• INSTRUCTION: Could you format the material from the line with "point: blue collar" to the line with "column 170, row 255", both ends included, as a JSON list of strings with one string per line and no blank lines?

=== SUPPLIED DATA ===

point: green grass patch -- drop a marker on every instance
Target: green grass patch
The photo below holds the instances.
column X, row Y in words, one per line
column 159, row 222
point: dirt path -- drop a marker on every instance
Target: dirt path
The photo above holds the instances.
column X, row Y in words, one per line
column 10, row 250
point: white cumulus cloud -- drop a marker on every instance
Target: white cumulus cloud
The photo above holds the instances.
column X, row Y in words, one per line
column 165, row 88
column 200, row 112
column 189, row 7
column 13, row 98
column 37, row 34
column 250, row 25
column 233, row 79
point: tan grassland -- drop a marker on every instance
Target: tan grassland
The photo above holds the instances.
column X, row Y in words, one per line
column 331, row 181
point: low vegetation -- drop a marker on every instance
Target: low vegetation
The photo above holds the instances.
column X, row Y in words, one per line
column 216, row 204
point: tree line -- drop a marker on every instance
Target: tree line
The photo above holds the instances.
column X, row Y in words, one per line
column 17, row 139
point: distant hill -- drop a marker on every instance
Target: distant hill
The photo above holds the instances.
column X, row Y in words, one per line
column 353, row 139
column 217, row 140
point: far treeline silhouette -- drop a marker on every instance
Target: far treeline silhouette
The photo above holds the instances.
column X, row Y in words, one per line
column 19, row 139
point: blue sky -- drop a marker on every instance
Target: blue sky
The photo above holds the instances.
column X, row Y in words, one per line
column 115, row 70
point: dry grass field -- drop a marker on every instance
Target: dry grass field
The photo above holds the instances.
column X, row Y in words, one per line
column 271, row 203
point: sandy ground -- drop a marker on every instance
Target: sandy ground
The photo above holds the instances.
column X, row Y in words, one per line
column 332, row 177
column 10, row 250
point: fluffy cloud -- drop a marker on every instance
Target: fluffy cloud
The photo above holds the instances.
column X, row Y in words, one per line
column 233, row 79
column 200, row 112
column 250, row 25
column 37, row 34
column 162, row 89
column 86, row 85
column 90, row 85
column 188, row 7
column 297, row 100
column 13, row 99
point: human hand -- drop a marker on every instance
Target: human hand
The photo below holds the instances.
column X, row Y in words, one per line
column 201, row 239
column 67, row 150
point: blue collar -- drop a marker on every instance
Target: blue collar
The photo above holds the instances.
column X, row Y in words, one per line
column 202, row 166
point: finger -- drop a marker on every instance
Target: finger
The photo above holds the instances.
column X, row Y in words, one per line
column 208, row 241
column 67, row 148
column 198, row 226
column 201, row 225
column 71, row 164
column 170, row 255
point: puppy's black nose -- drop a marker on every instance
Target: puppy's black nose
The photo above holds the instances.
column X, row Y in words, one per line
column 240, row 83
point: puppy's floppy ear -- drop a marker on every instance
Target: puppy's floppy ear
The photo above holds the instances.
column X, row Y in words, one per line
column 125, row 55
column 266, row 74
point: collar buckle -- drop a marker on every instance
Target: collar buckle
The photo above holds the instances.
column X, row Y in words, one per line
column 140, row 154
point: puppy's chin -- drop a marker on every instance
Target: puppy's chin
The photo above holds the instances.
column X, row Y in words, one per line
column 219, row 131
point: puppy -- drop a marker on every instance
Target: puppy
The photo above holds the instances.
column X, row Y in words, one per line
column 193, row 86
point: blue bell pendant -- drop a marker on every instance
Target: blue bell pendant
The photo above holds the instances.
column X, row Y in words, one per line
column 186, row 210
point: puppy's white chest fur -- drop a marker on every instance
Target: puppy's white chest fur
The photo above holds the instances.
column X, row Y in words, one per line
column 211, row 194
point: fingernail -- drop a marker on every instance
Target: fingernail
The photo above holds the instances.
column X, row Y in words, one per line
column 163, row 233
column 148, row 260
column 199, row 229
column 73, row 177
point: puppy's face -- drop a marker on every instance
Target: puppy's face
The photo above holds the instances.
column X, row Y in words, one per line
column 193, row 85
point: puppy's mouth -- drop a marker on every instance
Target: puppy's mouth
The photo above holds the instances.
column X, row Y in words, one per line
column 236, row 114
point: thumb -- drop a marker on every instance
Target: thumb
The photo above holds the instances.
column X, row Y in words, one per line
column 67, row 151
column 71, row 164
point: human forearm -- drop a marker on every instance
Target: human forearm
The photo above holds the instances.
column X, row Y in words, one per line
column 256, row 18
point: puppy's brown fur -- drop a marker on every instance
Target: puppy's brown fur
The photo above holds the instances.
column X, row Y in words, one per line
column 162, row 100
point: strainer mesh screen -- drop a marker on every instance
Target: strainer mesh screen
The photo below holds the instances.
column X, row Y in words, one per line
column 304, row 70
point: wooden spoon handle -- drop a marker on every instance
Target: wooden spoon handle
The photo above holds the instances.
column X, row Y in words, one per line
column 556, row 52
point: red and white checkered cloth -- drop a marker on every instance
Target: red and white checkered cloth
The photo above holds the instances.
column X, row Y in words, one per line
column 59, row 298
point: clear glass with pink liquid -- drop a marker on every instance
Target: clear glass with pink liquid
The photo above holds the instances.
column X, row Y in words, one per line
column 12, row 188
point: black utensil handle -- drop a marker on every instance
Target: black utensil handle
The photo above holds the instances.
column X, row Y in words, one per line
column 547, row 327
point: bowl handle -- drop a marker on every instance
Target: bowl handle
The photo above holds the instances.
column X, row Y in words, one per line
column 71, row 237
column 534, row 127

===

• CORRECT OUTPUT:
[
  "point: blue collar -- drop a marker on every instance",
  "Target: blue collar",
  "The photo above holds the instances.",
  "column X, row Y in words, one per line",
  "column 202, row 166",
  "point: finger -- drop a marker on every instance",
  "Target: finger",
  "The photo above holds the instances.",
  "column X, row Y in words, one per line",
  "column 208, row 241",
  "column 67, row 148",
  "column 198, row 226",
  "column 201, row 225",
  "column 71, row 164",
  "column 170, row 255"
]